◆ KUTIPAN DOKUMEN:
^^^^^^^^

Gardaasakota.com.-Dugaan pemotongan jasa pelayanan (Jaspel) pegawai di RSUD Provinsi NTB menjadi sorotan tajam anggota Badan Anggaran (Banggar) DPRD NTB, H Muhammad Aminurlah.
Saat gelaran rapat Banggar pada Rabu kemarin, Ia menyuarakan adanya dugaan pemotongan Jaspel tersebut yang ditengarai dilakukan secara sepihak oleh manajemen rumah sakit demi menutupi utang kepada pihak ketiga yang mencapai ratusan miliar rupiah.
“Pemotongan Jaspel untuk menutupi utang RSUP kepada pihak ketiga jelas tidak bisa dibenarkan. Jaspel itu hak pegawai, terutama tenaga medis. Pemotongan tanpa dasar hukum adalah bentuk pelanggaran,” tegas mantan Pimpinan DPRD Kabupaten Bima kepada wartawan, Rabu (23/7/2025).

^^^^^^^^

◆ DATA YANG DIBERIKAN:
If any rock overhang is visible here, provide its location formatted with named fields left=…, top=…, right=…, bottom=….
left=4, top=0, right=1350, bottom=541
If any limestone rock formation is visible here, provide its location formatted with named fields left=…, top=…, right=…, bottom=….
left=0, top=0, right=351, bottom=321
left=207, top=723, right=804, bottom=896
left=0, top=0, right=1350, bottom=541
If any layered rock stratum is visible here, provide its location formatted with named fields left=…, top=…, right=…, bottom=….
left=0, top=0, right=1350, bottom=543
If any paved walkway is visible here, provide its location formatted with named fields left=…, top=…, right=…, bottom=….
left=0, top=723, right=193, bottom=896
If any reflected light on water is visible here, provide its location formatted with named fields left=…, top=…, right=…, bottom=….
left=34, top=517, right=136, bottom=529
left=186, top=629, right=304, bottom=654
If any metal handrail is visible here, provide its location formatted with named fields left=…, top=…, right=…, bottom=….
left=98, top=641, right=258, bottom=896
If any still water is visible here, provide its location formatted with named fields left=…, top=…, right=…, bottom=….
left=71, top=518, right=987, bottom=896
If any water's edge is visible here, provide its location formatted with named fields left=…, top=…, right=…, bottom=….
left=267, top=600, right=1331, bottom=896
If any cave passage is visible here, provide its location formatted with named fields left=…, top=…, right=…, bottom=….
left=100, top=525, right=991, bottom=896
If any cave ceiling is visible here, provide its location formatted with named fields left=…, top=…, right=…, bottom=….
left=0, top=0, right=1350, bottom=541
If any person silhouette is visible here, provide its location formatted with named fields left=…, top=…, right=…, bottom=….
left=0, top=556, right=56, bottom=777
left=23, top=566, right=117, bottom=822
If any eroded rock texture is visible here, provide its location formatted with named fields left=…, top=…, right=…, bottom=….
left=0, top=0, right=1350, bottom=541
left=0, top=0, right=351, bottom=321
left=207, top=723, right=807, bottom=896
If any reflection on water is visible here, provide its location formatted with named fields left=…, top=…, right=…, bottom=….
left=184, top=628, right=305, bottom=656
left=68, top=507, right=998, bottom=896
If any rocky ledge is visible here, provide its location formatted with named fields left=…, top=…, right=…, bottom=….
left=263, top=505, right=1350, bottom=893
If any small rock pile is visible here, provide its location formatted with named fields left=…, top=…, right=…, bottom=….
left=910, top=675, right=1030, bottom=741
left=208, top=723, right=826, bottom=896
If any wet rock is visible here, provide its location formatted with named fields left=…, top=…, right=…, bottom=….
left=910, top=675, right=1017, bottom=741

^^^^^^^^

◆ PETUNJUK TUGAS:
1. Tuliskan kembali tanpa perubahan bagian kutipan dokumen tentang pemotongan Jaspel, dimulai dari "Gardaasakota.com.-Dugaan pemotongan jasa" sampai dengan "wartawan, Rabu (23/7/2025).", kedua ujungnya ikut disalin.
2. Menurut kutipan dokumen tentang pemotongan Jaspel di RSUD Provinsi NTB, untuk apa pemotongan itu diduga dilakukan oleh manajemen rumah sakit?

◆ JAWABAN TUGAS:
1.
Gardaasakota.com.-Dugaan pemotongan jasa pelayanan (Jaspel) pegawai di RSUD Provinsi NTB menjadi sorotan tajam anggota Badan Anggaran (Banggar) DPRD NTB, H Muhammad Aminurlah.
Saat gelaran rapat Banggar pada Rabu kemarin, Ia menyuarakan adanya dugaan pemotongan Jaspel tersebut yang ditengarai dilakukan secara sepihak oleh manajemen rumah sakit demi menutupi utang kepada pihak ketiga yang mencapai ratusan miliar rupiah.
“Pemotongan Jaspel untuk menutupi utang RSUP kepada pihak ketiga jelas tidak bisa dibenarkan. Jaspel itu hak pegawai, terutama tenaga medis. Pemotongan tanpa dasar hukum adalah bentuk pelanggaran,” tegas mantan Pimpinan DPRD Kabupaten Bima kepada wartawan, Rabu (23/7/2025).

2. Pemotongan itu diduga dilakukan untuk menutupi utang kepada pihak ketiga yang mencapai ratusan miliar rupiah.